──────── INFORMATION PROVIDED

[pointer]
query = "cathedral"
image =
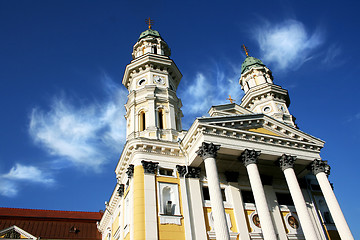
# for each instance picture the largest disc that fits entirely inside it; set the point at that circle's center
(245, 171)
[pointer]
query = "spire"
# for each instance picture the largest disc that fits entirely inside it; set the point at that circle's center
(261, 94)
(149, 22)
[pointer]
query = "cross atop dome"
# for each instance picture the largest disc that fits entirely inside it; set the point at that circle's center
(149, 22)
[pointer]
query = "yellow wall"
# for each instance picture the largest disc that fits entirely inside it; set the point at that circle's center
(247, 214)
(171, 231)
(139, 203)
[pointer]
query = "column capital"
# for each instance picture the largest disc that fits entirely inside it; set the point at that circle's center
(208, 150)
(318, 166)
(121, 190)
(149, 167)
(286, 161)
(193, 172)
(130, 171)
(249, 156)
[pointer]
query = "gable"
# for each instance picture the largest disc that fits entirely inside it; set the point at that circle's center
(15, 232)
(227, 110)
(260, 124)
(263, 131)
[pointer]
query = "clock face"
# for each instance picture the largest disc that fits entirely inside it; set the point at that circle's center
(141, 82)
(159, 79)
(281, 108)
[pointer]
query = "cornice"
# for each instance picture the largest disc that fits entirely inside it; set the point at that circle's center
(235, 127)
(148, 146)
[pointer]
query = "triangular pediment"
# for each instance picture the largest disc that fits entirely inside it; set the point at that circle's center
(260, 124)
(15, 232)
(228, 110)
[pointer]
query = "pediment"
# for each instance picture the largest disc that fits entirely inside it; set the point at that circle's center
(260, 124)
(15, 232)
(227, 110)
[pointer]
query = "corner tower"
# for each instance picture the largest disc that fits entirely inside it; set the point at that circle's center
(153, 108)
(261, 94)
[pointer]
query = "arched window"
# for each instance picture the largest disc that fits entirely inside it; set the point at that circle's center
(142, 121)
(168, 201)
(161, 118)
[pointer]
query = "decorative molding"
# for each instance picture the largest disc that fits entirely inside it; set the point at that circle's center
(175, 219)
(249, 156)
(193, 172)
(12, 234)
(286, 161)
(130, 171)
(318, 166)
(208, 150)
(181, 170)
(232, 176)
(121, 190)
(149, 167)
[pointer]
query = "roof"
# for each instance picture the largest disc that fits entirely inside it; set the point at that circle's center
(251, 62)
(149, 32)
(52, 224)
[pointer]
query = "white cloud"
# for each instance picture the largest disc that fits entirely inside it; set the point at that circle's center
(10, 182)
(27, 173)
(85, 136)
(210, 88)
(287, 44)
(7, 188)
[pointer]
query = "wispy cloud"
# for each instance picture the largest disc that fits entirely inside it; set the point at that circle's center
(11, 182)
(211, 87)
(287, 44)
(85, 136)
(333, 51)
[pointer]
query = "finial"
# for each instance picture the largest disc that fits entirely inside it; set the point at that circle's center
(149, 22)
(230, 99)
(245, 49)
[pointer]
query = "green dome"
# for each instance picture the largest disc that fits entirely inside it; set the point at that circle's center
(149, 32)
(251, 62)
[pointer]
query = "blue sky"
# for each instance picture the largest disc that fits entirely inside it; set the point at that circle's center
(61, 66)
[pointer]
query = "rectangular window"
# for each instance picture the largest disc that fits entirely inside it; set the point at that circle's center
(166, 172)
(284, 199)
(206, 194)
(247, 196)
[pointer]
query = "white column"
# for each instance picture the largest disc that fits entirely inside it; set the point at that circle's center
(239, 213)
(217, 205)
(319, 168)
(151, 231)
(276, 213)
(287, 163)
(262, 208)
(196, 210)
(300, 204)
(208, 152)
(249, 159)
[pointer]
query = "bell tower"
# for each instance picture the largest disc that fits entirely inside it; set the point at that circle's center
(261, 94)
(153, 108)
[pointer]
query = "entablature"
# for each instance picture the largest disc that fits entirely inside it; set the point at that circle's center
(256, 131)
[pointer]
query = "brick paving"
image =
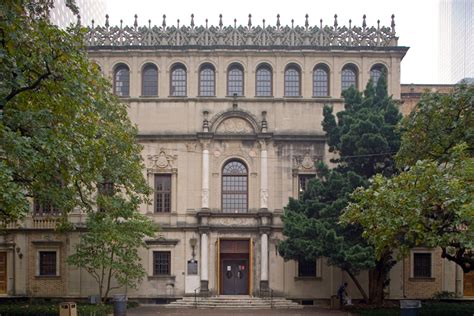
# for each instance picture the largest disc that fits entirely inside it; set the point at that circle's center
(152, 310)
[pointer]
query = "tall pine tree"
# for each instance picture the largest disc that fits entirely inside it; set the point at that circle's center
(365, 138)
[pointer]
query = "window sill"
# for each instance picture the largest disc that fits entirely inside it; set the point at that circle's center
(162, 277)
(48, 277)
(307, 278)
(421, 279)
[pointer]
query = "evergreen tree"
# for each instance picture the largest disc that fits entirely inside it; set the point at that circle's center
(365, 137)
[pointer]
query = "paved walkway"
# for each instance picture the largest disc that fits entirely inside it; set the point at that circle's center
(152, 310)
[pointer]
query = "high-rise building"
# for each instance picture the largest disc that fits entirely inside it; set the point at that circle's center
(456, 40)
(88, 9)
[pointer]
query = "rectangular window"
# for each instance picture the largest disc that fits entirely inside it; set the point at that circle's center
(307, 268)
(47, 263)
(162, 193)
(161, 262)
(303, 180)
(422, 265)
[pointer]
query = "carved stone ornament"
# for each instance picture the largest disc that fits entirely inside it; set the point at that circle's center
(161, 161)
(264, 36)
(236, 126)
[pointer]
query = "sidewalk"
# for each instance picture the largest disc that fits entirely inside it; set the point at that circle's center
(149, 310)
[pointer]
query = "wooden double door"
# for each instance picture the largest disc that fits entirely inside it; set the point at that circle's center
(3, 273)
(235, 277)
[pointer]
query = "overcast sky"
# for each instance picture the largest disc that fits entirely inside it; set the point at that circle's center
(416, 20)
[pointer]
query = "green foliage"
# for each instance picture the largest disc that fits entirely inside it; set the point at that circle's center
(431, 202)
(62, 132)
(365, 137)
(108, 251)
(437, 124)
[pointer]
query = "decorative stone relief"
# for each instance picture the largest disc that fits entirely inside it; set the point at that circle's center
(161, 161)
(264, 36)
(234, 125)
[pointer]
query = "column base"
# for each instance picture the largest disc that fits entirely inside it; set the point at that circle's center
(204, 291)
(264, 288)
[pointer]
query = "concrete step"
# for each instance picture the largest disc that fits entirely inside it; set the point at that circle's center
(234, 302)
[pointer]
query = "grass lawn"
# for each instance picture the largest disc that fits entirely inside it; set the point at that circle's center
(427, 309)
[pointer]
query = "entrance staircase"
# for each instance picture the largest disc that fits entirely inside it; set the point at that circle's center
(234, 302)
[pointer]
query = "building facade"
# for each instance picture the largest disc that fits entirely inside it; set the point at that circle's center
(230, 122)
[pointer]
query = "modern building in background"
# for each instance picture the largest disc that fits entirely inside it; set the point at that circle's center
(456, 40)
(88, 9)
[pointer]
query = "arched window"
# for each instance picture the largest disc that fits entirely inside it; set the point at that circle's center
(207, 81)
(150, 80)
(292, 81)
(235, 80)
(122, 81)
(348, 77)
(264, 81)
(178, 81)
(376, 72)
(234, 187)
(321, 81)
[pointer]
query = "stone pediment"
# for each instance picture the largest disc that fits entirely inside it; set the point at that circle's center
(235, 126)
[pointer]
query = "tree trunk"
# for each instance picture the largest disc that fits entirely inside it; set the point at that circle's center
(379, 278)
(359, 287)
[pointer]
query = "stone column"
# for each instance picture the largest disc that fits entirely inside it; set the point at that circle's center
(205, 176)
(264, 262)
(204, 264)
(263, 176)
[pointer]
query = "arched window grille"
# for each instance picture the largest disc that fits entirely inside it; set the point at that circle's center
(234, 187)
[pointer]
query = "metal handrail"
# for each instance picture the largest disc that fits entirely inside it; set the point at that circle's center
(195, 297)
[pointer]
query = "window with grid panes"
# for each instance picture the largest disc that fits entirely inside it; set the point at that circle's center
(234, 187)
(307, 268)
(235, 81)
(376, 72)
(348, 78)
(47, 263)
(161, 262)
(321, 82)
(122, 81)
(303, 180)
(178, 81)
(162, 193)
(150, 80)
(292, 82)
(207, 81)
(264, 82)
(422, 265)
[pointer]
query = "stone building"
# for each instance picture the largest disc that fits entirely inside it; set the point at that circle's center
(230, 122)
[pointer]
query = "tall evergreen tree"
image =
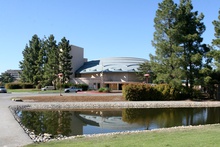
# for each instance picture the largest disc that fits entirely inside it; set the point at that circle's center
(216, 42)
(6, 78)
(51, 61)
(189, 36)
(65, 59)
(30, 63)
(166, 62)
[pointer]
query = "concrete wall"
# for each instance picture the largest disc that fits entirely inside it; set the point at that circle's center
(95, 80)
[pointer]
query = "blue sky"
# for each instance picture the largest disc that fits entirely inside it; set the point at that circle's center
(104, 28)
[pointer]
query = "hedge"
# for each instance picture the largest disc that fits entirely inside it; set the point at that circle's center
(147, 92)
(19, 85)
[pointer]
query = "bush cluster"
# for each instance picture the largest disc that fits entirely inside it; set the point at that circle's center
(147, 92)
(104, 89)
(19, 85)
(83, 86)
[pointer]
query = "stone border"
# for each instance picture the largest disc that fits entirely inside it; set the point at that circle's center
(100, 105)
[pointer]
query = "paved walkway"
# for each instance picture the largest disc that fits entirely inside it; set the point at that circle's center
(12, 135)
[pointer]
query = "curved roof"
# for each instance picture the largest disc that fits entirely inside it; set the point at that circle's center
(114, 64)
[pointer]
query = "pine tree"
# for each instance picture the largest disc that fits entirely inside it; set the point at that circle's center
(166, 62)
(65, 59)
(30, 64)
(189, 36)
(216, 42)
(51, 61)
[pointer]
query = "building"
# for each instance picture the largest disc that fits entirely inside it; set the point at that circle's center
(110, 72)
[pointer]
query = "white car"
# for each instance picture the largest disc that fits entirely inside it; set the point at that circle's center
(72, 89)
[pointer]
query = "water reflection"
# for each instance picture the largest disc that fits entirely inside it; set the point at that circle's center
(70, 123)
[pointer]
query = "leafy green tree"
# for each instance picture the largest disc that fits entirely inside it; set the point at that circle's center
(65, 59)
(216, 42)
(31, 64)
(166, 62)
(189, 36)
(6, 78)
(51, 61)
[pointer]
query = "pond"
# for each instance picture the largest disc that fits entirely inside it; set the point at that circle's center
(81, 122)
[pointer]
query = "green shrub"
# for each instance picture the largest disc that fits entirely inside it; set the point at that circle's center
(104, 89)
(19, 85)
(146, 92)
(135, 92)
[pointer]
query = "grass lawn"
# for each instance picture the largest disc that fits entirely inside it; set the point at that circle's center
(200, 136)
(33, 90)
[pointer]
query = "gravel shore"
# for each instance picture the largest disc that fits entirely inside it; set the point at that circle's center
(19, 138)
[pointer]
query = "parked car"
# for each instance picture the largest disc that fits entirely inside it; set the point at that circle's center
(3, 89)
(72, 89)
(47, 88)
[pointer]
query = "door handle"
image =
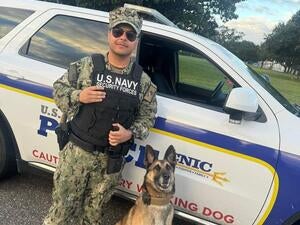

────────────────

- **WRITTEN REQUEST**
Find every line in the records that contains the word "door" and copy each one.

- **RESPONSE BELOW**
query = "wooden double door"
query = "door handle"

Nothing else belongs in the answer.